» **YOUR TASK**
Emit a verbatim copy of the lines running from the line with "Labeling batch C. For the image above, tag the metal" through the end of the material below.

Location labeling records:
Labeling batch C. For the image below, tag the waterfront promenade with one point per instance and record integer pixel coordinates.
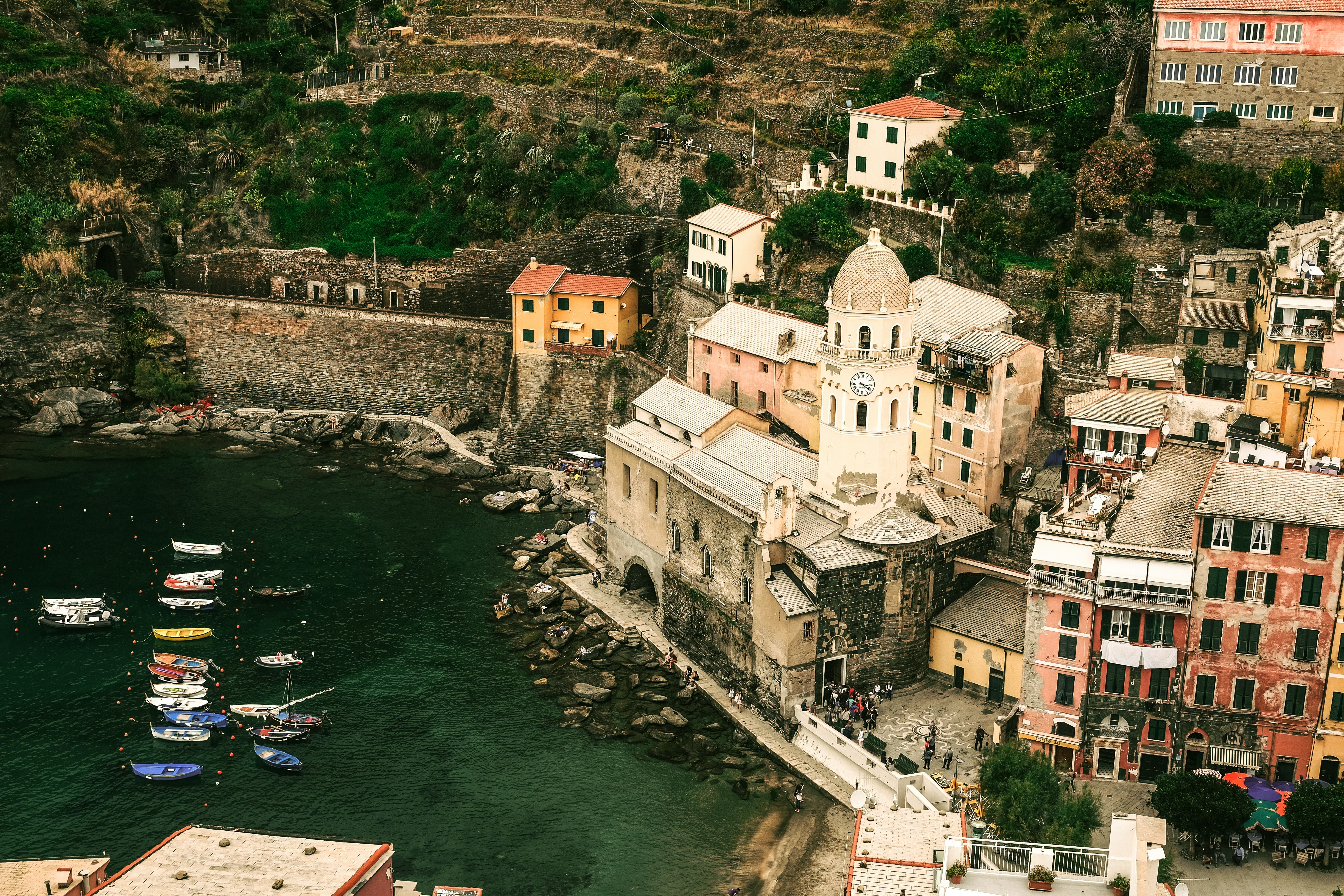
(631, 612)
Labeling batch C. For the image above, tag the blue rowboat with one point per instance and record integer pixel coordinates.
(197, 719)
(164, 772)
(169, 733)
(278, 760)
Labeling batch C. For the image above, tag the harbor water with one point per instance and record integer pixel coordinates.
(437, 742)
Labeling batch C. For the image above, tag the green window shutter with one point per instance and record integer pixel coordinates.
(1241, 535)
(1217, 587)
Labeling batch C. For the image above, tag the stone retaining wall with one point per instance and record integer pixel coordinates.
(300, 355)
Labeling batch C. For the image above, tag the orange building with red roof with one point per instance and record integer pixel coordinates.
(882, 136)
(557, 311)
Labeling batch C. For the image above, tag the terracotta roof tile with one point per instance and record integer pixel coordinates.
(593, 285)
(537, 283)
(912, 108)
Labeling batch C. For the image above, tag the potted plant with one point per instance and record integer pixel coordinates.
(1041, 879)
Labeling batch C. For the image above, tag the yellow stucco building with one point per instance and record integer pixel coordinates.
(556, 309)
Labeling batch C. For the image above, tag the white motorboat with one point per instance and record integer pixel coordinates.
(195, 547)
(182, 692)
(257, 710)
(178, 703)
(169, 733)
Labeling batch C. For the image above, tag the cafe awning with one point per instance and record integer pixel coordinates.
(1249, 760)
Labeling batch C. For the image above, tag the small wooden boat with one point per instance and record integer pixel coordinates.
(197, 719)
(79, 618)
(257, 710)
(278, 760)
(183, 635)
(191, 604)
(292, 719)
(194, 547)
(186, 735)
(179, 662)
(280, 735)
(189, 585)
(281, 593)
(280, 662)
(164, 772)
(178, 703)
(177, 676)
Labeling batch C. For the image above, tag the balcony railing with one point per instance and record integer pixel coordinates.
(1146, 598)
(1046, 581)
(881, 355)
(1014, 858)
(1303, 334)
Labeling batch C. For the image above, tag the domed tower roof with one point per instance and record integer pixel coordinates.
(872, 280)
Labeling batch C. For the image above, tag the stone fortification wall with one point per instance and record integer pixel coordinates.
(562, 402)
(320, 357)
(471, 284)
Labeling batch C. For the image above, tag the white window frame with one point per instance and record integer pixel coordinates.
(1170, 69)
(1262, 536)
(1245, 29)
(1256, 584)
(1177, 30)
(1283, 76)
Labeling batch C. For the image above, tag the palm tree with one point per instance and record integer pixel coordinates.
(229, 145)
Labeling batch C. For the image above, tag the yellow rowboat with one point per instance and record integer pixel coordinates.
(183, 635)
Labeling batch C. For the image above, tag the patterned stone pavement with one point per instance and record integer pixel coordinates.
(956, 713)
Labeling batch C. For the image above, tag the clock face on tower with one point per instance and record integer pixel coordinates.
(862, 383)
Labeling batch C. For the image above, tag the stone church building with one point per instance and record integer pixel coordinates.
(779, 569)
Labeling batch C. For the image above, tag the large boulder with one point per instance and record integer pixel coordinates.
(45, 422)
(93, 405)
(592, 692)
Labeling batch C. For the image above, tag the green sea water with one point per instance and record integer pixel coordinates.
(437, 742)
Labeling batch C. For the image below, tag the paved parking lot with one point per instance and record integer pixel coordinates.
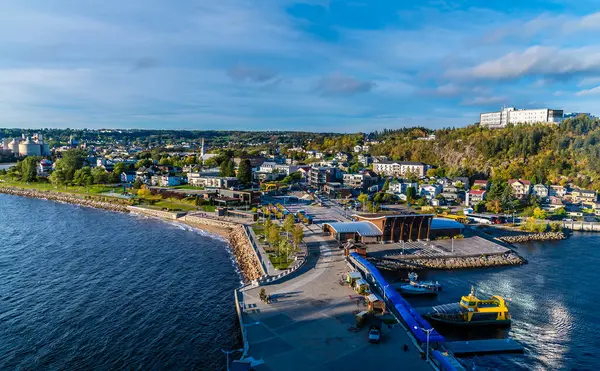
(306, 326)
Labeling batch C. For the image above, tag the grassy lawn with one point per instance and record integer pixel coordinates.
(172, 206)
(187, 187)
(94, 189)
(209, 208)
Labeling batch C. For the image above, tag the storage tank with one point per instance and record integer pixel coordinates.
(14, 146)
(45, 149)
(30, 148)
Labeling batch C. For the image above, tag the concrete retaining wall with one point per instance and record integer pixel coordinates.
(155, 213)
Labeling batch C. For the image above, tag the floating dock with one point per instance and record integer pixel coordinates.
(480, 347)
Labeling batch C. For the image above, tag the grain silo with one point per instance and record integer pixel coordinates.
(29, 148)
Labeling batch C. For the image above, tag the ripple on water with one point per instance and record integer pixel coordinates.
(87, 289)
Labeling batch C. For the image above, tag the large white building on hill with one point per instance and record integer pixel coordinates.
(520, 116)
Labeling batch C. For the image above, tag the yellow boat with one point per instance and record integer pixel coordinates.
(471, 311)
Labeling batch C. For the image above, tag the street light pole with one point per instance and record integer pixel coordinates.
(228, 352)
(428, 331)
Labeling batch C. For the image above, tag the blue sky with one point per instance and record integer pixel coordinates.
(313, 65)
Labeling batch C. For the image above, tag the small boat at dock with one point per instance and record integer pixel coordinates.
(416, 287)
(471, 311)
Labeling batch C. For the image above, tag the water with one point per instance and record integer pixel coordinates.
(554, 302)
(88, 289)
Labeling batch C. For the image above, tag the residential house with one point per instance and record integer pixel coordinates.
(365, 159)
(429, 191)
(453, 193)
(400, 187)
(337, 190)
(44, 168)
(359, 181)
(128, 176)
(267, 167)
(379, 159)
(320, 175)
(211, 181)
(540, 190)
(481, 184)
(342, 157)
(557, 191)
(553, 203)
(475, 196)
(460, 180)
(145, 173)
(584, 196)
(166, 180)
(520, 187)
(400, 168)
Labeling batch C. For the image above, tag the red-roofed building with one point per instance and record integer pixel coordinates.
(520, 187)
(475, 196)
(482, 184)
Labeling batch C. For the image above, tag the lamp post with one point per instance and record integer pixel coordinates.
(244, 325)
(428, 331)
(228, 352)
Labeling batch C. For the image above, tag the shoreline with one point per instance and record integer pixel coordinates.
(247, 263)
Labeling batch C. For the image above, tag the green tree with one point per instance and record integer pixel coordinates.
(144, 192)
(143, 163)
(363, 198)
(138, 183)
(230, 169)
(29, 169)
(540, 213)
(99, 175)
(288, 224)
(245, 171)
(71, 161)
(119, 168)
(58, 177)
(560, 212)
(386, 185)
(411, 193)
(297, 235)
(83, 176)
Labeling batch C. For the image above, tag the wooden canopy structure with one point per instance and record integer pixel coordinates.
(400, 227)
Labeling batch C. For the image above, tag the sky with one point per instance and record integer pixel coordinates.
(303, 65)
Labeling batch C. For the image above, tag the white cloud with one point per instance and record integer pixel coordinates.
(483, 101)
(535, 61)
(592, 91)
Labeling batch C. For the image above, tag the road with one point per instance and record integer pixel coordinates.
(306, 325)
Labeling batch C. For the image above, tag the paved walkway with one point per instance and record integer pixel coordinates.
(306, 326)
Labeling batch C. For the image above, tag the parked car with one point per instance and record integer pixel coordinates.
(374, 335)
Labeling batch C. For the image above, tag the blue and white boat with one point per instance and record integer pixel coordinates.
(416, 287)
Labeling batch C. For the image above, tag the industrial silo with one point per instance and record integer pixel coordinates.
(30, 148)
(14, 146)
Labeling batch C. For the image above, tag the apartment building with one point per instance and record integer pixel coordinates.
(401, 168)
(520, 116)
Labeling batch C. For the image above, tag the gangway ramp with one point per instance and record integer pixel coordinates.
(481, 347)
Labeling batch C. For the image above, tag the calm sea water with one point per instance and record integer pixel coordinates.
(554, 304)
(84, 289)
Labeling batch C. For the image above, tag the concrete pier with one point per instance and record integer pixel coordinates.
(481, 347)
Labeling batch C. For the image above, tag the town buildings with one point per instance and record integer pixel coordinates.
(360, 181)
(400, 168)
(511, 115)
(520, 187)
(475, 196)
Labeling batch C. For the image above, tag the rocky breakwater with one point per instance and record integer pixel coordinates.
(89, 201)
(480, 261)
(241, 247)
(544, 236)
(244, 253)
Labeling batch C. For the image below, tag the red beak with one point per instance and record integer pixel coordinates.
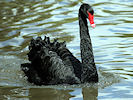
(91, 19)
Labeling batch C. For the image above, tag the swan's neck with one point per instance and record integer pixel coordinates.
(85, 44)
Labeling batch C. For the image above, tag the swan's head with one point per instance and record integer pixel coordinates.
(88, 12)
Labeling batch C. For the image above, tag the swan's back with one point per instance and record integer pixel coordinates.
(51, 63)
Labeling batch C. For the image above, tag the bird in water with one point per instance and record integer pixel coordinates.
(52, 63)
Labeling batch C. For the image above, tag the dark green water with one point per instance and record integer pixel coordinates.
(112, 40)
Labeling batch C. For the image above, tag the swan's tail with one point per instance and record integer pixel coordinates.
(49, 63)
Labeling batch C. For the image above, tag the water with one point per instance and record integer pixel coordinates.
(112, 41)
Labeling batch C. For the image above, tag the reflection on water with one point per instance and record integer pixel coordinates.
(112, 44)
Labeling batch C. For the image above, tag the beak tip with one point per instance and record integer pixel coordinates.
(93, 25)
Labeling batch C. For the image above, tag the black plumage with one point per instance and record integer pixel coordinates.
(52, 63)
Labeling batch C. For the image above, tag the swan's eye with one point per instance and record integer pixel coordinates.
(91, 19)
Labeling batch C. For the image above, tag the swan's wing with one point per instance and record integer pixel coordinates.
(48, 65)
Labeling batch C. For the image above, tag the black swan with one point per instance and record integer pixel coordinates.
(52, 63)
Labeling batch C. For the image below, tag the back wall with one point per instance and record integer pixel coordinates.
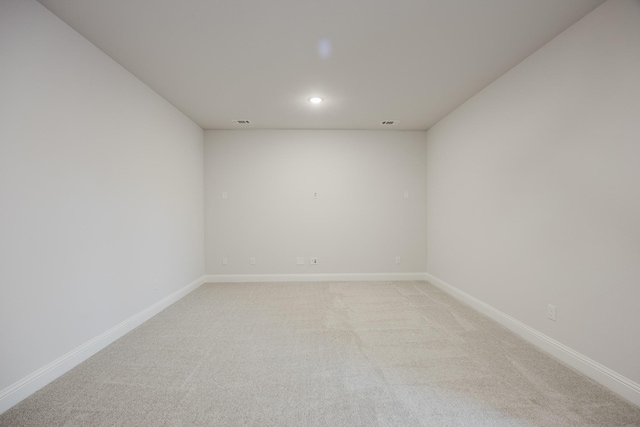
(359, 222)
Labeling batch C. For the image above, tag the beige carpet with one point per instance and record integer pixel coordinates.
(321, 354)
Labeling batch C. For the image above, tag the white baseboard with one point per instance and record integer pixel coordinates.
(347, 277)
(619, 384)
(43, 376)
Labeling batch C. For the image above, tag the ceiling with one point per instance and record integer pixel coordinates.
(370, 60)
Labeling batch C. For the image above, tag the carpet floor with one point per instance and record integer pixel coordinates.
(321, 354)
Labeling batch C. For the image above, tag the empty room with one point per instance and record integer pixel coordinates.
(319, 213)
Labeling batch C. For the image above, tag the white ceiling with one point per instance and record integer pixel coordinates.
(412, 61)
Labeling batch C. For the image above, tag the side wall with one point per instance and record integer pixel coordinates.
(101, 194)
(359, 223)
(534, 190)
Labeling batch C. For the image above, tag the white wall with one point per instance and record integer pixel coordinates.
(534, 190)
(101, 192)
(358, 224)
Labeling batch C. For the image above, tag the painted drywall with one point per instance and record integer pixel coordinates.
(101, 192)
(359, 223)
(534, 190)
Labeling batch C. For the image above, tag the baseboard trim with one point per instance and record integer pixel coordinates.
(346, 277)
(43, 376)
(619, 384)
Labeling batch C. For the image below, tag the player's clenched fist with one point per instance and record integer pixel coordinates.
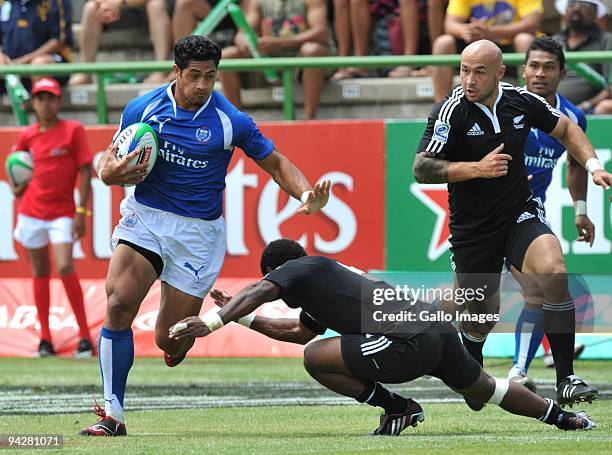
(495, 164)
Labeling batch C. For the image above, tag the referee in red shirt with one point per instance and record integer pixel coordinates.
(47, 212)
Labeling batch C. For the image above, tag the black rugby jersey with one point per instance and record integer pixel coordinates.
(459, 130)
(333, 296)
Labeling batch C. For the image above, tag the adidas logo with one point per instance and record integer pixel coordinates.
(517, 122)
(475, 130)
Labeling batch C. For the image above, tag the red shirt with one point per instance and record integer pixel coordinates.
(57, 154)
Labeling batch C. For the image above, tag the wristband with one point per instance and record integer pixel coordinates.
(246, 320)
(304, 196)
(212, 320)
(580, 207)
(83, 211)
(593, 165)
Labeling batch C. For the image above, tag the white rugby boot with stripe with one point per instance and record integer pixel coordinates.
(573, 390)
(394, 424)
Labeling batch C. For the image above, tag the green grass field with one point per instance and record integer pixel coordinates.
(272, 406)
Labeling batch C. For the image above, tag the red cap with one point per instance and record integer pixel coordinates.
(47, 85)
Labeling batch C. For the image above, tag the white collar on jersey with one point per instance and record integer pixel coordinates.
(493, 115)
(171, 96)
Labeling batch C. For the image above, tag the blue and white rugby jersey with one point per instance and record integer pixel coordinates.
(542, 150)
(195, 148)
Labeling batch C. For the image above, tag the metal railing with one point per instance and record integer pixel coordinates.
(283, 64)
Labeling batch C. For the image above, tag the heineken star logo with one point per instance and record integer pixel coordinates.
(435, 197)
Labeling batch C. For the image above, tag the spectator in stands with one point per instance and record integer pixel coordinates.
(285, 28)
(413, 19)
(98, 13)
(512, 24)
(187, 14)
(436, 10)
(35, 32)
(582, 33)
(47, 212)
(352, 25)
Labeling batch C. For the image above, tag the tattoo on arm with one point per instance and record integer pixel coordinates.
(430, 169)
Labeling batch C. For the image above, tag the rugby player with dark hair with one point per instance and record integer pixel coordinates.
(354, 364)
(475, 141)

» **REPLY**
Labeling batch C. For the image above, tag the metal railing with one point per instance and record integer pixel coordinates.
(283, 64)
Labeling batch C. For the image above, tag the heineken star logo with one point per instance and record integer pixel coordinates.
(435, 197)
Labeling batch C. For the image above, tag the spectator in stands with one point per instance and record integer pixel coordinates.
(285, 28)
(413, 19)
(98, 13)
(512, 24)
(187, 14)
(436, 10)
(35, 32)
(582, 33)
(47, 212)
(352, 25)
Labeling batch C. For the image above, tag the tattoo on arm with one point per instance and record integer pixel coordinates.
(430, 169)
Labeling batch C. For the image above, tag the rugby player with dark hair with one point per instance and record integer pixel coordinates.
(354, 364)
(475, 141)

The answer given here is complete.